Tasks –
**1.** Rewrite the passage on viscoelastic composite buckling from "In the first" to "bifurcation buckling parameters.", switching "increment" to "load step".
**2.** Proceed with the passage on viscoelastic composite buckling, picking up after its last sentence.

Passage –
* Begin *

In the present investigation, two methods for the prediction of bifurcation buckling of viscoelastic composites are presented. In addition, for viscoelastic composites with internal imperfections caused by faulty manufacturing, the effect of these imperfections on the composite response and their growth is tracked with the increase of applied loading. To that end, two different approaches are implemented to carry out this investigation. Both approaches employ the HFGMC micromechanical analysis which is based on the homogenization technique for composites which possess a periodic microstructure such that a repeating unit cell (RUC) can be identified. This RUC is discretized into several subcells and the governing equations, interfacial and periodic conditions are imposed in the average sense, see Aboudi et al., 2013, Aboudi et al., 2021 for details and computer programs.
In the first approach, the time-dependent local field distributions and global response are obtained via the HFGMC as a result of the application in a step-wise manner of a compressive loading on the viscoelastic composite which possesses no imperfections. In every increment another HFGMC micromechanical analysis that includes the buckling terms which arise from the linearization of the governing equations is invoked. This HFGMC model provides, in conjunction with the Laplace’s transform and its inversion, a complex determinant whose root is sought. The specific combination of time, stress and strain corresponding to the occurrence of the first root are the critical bifurcation buckling parameters.
The second approach is based on a perturbation expansion of the field variables which is implemented on the nonlinear governing equations and constitutive relations that govern the response and microbuckling of viscoelastic composites which include imperfections. These imperfections are introduced in the form of interfacial waviness between the composite constituents. The resulting interfacial jump conditions at the wavy interfaces are established by implementing a coordinate transformation together with the perturbation expansion. As a result, zero, first and higher-order problems can be established. The solution of these problems can be achieved by employing the HFGMC micromechanics analysis. The solution of the zero-order problem provides at every increment the local field distribution and the global response as a result of the application of a compressive loading. The solution of the first-order problem, which is coupled to the zero-order one, exhibits, in conjunction with the application of the Laplace’s transform and its inversion, the imperfection growth in the viscoelastic composite which asymptotically approaches its bifurcation buckling. The value of this critical stress should of course coincide with the one that was established by the determinant complex root of the first approach.

* End *

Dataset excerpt
* Begin *

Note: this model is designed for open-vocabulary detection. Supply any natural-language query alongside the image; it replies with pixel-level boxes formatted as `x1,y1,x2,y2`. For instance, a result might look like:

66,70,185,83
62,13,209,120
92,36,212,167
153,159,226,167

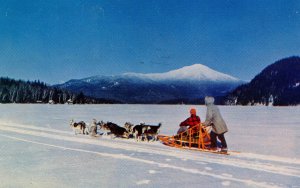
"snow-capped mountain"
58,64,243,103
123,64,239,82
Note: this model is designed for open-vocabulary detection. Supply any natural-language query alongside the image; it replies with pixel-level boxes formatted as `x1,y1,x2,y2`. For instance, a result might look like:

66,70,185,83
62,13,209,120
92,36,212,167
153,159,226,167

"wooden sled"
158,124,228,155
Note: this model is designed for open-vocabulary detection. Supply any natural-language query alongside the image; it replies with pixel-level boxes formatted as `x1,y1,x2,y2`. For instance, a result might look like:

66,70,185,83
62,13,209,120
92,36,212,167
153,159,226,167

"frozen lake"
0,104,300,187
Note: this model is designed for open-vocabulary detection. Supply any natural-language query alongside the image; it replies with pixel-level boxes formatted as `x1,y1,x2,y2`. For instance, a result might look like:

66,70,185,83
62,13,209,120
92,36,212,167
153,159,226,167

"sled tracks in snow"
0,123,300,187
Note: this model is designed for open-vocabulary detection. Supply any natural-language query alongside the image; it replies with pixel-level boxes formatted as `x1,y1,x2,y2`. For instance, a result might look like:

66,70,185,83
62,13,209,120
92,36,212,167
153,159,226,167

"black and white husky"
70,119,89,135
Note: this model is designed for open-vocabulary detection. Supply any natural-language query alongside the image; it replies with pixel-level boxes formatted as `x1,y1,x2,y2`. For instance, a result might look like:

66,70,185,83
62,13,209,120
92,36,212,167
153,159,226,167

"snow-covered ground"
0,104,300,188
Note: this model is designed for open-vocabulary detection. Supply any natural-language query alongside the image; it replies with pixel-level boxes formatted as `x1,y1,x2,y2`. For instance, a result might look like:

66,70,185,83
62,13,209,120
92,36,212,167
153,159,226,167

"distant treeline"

* End *
* Begin *

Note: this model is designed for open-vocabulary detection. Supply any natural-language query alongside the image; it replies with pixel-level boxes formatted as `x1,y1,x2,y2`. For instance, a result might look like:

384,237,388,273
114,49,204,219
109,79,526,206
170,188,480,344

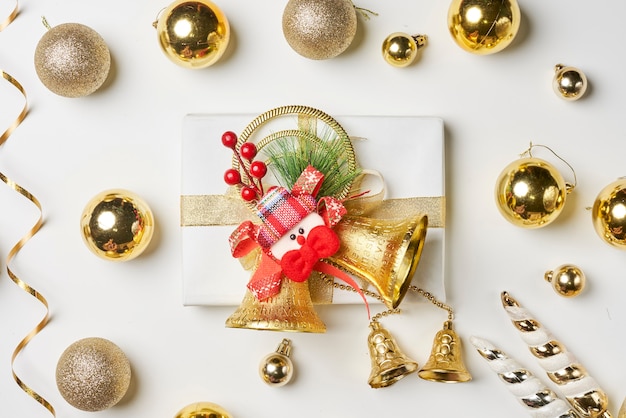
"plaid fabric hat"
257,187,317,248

* End *
* Begin *

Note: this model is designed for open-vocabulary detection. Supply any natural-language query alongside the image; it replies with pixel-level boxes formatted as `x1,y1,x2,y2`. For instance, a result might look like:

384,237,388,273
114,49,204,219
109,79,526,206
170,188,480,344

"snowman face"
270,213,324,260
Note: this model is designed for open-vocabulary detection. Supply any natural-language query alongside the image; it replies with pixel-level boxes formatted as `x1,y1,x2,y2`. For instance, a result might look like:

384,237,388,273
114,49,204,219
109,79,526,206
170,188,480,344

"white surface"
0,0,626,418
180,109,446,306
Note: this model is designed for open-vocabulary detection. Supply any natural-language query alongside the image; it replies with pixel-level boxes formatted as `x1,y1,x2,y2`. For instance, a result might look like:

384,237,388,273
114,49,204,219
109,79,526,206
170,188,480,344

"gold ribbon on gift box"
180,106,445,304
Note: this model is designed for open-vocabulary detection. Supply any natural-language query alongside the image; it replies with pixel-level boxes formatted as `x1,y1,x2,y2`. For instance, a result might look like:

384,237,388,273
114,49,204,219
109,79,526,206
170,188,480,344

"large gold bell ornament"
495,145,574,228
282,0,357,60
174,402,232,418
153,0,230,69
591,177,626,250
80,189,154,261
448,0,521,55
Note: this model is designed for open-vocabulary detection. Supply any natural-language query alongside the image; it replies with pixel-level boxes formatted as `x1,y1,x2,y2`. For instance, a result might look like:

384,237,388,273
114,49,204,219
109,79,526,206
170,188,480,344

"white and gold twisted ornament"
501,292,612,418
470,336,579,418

* End *

Outputs for the tasks –
**1.**
In the first approach, the time-dependent local field distributions and global response are obtained via the HFGMC as a result of the application in a step-wise manner of a compressive loading on the viscoelastic composite which possesses no imperfections. In every load step another HFGMC micromechanical analysis that includes the buckling terms which arise from the linearization of the governing equations is invoked. This HFGMC model provides, in conjunction with the Laplace’s transform and its inversion, a complex determinant whose root is sought. The specific combination of time, stress and strain corresponding to the occurrence of the first root are the critical bifurcation buckling parameters.

**2.**
Verifications of the predictions of these methods are performed by comparisons with exact solutions that can be established in the case of bi-layered viscoelastic composites, and by approximate solutions in the case of continuous fiber composites where in both of which no micromechanics analyses are involved.
Applications are given for bi-layered, continuous and short fiber viscoelastic composites. For viscoelastic woven composites (in which the yarns are unidirectional viscoelastic composites in addition to the unreinforced viscoelastic matrix) and lattice blocks (in which the elements are unidirectional viscoelastic composites) multiscale HFGMC micromechanical analyses must be implemented. Finally, the effect of imperfect bonding between the fibers and matrix on the composite response is shown in the extreme case of loss of bonding is shear.
This article is organized as follows. Section 2 describes the computation of the field variables of the viscoelastic material which is carried out by an incremental procedure. Section 3 provides an overview of the incremental HFGMC micromechanics analysis for viscoelastic composites. This is followed by Section 4 where the HFGMC analysis that includes the buckling terms is implemented for establishing the determinant whose first complex root provides at a critical time the failure stress and strain of the composite. Section 5, describes the analysis of viscoelastic composites with imperfections by a perturbation expansion and the implementation of the HFGMCs that are needed for the solutions. Applications are given in Section 6 followed by a Conclusion section.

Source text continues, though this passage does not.